**The request**.
Find each line in the listing below that contains the string "item", treating uppercase and lowercase as different, and copy those lines out in full.

**Records shown**.

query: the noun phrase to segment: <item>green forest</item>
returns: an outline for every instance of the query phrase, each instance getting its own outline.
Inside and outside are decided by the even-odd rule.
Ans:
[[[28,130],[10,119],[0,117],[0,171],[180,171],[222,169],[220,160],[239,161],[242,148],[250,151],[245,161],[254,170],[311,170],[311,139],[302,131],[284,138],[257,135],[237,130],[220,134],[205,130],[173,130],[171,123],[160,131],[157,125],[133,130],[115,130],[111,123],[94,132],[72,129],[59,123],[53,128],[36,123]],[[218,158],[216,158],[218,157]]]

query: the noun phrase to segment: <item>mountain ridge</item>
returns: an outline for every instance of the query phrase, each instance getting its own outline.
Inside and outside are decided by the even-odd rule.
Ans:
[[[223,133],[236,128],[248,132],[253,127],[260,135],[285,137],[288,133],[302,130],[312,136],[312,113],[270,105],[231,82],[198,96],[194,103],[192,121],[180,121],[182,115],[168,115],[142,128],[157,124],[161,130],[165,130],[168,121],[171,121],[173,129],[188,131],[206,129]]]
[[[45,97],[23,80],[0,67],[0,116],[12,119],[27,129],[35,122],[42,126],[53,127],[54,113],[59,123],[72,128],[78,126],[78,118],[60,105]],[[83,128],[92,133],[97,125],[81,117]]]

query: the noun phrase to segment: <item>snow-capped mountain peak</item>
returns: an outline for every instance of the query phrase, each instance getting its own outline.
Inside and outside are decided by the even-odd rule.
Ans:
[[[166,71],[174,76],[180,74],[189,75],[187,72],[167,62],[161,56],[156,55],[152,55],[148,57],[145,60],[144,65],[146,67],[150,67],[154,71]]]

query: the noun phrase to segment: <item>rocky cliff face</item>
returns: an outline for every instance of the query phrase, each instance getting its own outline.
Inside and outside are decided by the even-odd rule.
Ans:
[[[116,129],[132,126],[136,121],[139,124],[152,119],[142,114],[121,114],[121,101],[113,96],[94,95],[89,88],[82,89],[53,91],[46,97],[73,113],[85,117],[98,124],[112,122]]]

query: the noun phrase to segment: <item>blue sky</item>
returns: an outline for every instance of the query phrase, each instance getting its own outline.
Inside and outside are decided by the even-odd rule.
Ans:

**The reply**.
query: the noun phrase to segment: <item>green forest</item>
query: the noun phrase to segment: <item>mountain ridge</item>
query: the noun phrase to segment: <item>snow-capped mountain peak</item>
query: the noun phrase to segment: <item>rocky cliff face</item>
query: the noun phrase to segment: <item>blue sky</item>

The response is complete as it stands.